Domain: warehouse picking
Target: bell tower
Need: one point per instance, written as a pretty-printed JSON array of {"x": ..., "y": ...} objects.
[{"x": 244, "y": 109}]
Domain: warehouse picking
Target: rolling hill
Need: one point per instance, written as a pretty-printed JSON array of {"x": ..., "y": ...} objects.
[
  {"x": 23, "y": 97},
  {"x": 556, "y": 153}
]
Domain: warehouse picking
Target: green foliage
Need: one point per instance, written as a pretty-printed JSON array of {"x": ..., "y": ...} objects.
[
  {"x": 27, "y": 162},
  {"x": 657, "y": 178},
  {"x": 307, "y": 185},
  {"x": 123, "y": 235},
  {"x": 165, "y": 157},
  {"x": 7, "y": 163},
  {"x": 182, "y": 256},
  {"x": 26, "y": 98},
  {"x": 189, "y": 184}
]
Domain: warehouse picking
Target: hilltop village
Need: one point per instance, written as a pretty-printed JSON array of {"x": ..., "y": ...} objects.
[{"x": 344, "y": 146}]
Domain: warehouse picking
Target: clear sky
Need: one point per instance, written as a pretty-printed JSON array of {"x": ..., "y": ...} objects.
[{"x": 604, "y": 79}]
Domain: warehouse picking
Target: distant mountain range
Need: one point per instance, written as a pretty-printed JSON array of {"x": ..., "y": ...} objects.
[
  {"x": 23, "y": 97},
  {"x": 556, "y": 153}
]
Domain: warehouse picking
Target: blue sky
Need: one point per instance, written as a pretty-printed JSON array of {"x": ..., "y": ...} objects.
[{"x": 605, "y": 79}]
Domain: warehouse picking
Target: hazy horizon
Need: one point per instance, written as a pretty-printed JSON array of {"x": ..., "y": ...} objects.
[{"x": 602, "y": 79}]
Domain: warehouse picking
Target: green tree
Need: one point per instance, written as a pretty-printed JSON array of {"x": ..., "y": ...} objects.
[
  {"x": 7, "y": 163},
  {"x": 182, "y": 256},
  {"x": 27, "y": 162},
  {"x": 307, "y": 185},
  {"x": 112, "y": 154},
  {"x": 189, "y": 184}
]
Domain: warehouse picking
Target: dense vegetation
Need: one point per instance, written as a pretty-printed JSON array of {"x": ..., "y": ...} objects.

▸ **Stated exercise**
Repeat all of the records above exactly as written.

▸ **Result of the task**
Domain: warehouse picking
Target: bell tower
Need: one point per instance, written as a pretty-printed JSON array of {"x": ..., "y": ...} objects.
[{"x": 244, "y": 109}]
Domain: warehouse picking
Target: rolling hill
Need: one point per instance, written as a pretty-printed JSON array of {"x": ..., "y": ...} objects.
[
  {"x": 23, "y": 97},
  {"x": 556, "y": 153}
]
Domain: warehouse picking
Target: green foliage
Need: one point per instance, written as a pretty-printed JSON array of {"x": ..., "y": ...} objects.
[
  {"x": 27, "y": 162},
  {"x": 657, "y": 178},
  {"x": 307, "y": 185},
  {"x": 123, "y": 235},
  {"x": 165, "y": 157},
  {"x": 7, "y": 163},
  {"x": 182, "y": 256},
  {"x": 26, "y": 98},
  {"x": 189, "y": 184}
]
Domain: warehouse picking
Target: hilltop village
Need: one point per instance, written as a pretty-printed JSON array of {"x": ..., "y": ...} objects.
[{"x": 344, "y": 146}]
Domain: warehouse picking
Target: clear sky
Need: one point per instance, written as a pretty-printed JSON array of {"x": ..., "y": ...} objects.
[{"x": 604, "y": 79}]
Domain: warehouse picking
Target: distant mountain range
Need: one point per instance, written as a pretty-printed JSON array of {"x": ..., "y": ...} objects.
[
  {"x": 23, "y": 97},
  {"x": 556, "y": 153}
]
Domain: warehouse picking
Target: blue sky
Need: one point per instance, written as a pretty-printed JSON array of {"x": ..., "y": ...} objects.
[{"x": 605, "y": 79}]
Domain: warehouse picking
Target: hazy horizon
Need: one point per instance, written as a pretty-printed JSON array of {"x": ..., "y": ...} objects.
[{"x": 602, "y": 79}]
Domain: warehouse picking
Target: green tree
Need: one point per instance, written as a pretty-printed JSON array of {"x": ..., "y": ...} objects.
[
  {"x": 7, "y": 163},
  {"x": 182, "y": 256},
  {"x": 27, "y": 162},
  {"x": 307, "y": 185},
  {"x": 112, "y": 154},
  {"x": 189, "y": 184}
]
Domain: warehouse picking
Target: dense vegetation
Need: one point per instance, written as a pretty-printed JSON array of {"x": ..., "y": ...} objects.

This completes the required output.